> _Referring expression pointing data_:
#####
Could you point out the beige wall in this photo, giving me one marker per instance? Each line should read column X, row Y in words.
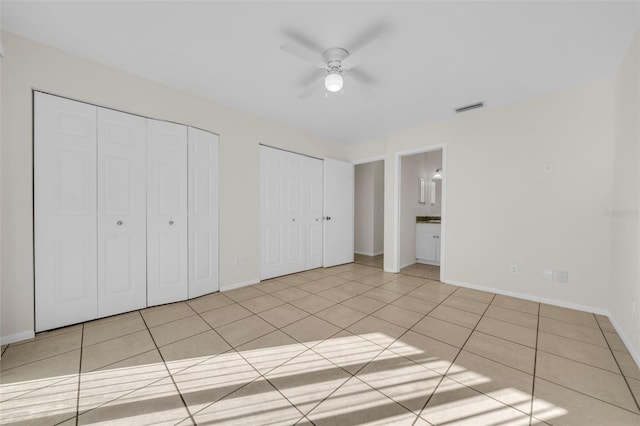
column 29, row 65
column 625, row 282
column 527, row 184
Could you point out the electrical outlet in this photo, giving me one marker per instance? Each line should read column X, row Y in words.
column 563, row 276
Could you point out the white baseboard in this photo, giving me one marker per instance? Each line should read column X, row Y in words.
column 12, row 338
column 526, row 296
column 585, row 308
column 369, row 254
column 632, row 351
column 428, row 262
column 238, row 285
column 407, row 264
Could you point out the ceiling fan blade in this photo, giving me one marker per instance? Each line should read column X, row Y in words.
column 367, row 92
column 311, row 88
column 361, row 55
column 304, row 54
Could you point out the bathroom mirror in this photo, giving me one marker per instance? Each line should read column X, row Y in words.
column 422, row 189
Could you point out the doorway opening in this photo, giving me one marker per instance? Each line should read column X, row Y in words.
column 369, row 213
column 420, row 212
#####
> _Required work_:
With the pictures set aside, copy each line above as written.

> _Exercise answer_:
Could you point out the beige wall in this photo, giving me one marker per instance? Each line should read column X, row Y in words.
column 29, row 65
column 625, row 282
column 527, row 184
Could you point out the electrical outlet in this photo, giving me one marker per instance? Each line should read column X, row Y in words.
column 563, row 276
Could you point out the white baseboard in this photo, giving me one marker per instance? Each line should read column X, row Y in words.
column 12, row 338
column 526, row 296
column 585, row 308
column 369, row 254
column 632, row 351
column 428, row 262
column 238, row 285
column 407, row 264
Could you point out the ceiling fan blade in this photo, giving me one marker per instance? Each line should read column X, row Y in words.
column 367, row 92
column 311, row 88
column 361, row 55
column 304, row 54
Could you point out the bathroom mirror in this photo, giving me one marker per instance? Each line should read column X, row Y in words.
column 422, row 189
Could you point out the doorway opening in this photo, giving me one marker per instance? Each line should read column X, row Y in words.
column 369, row 213
column 420, row 212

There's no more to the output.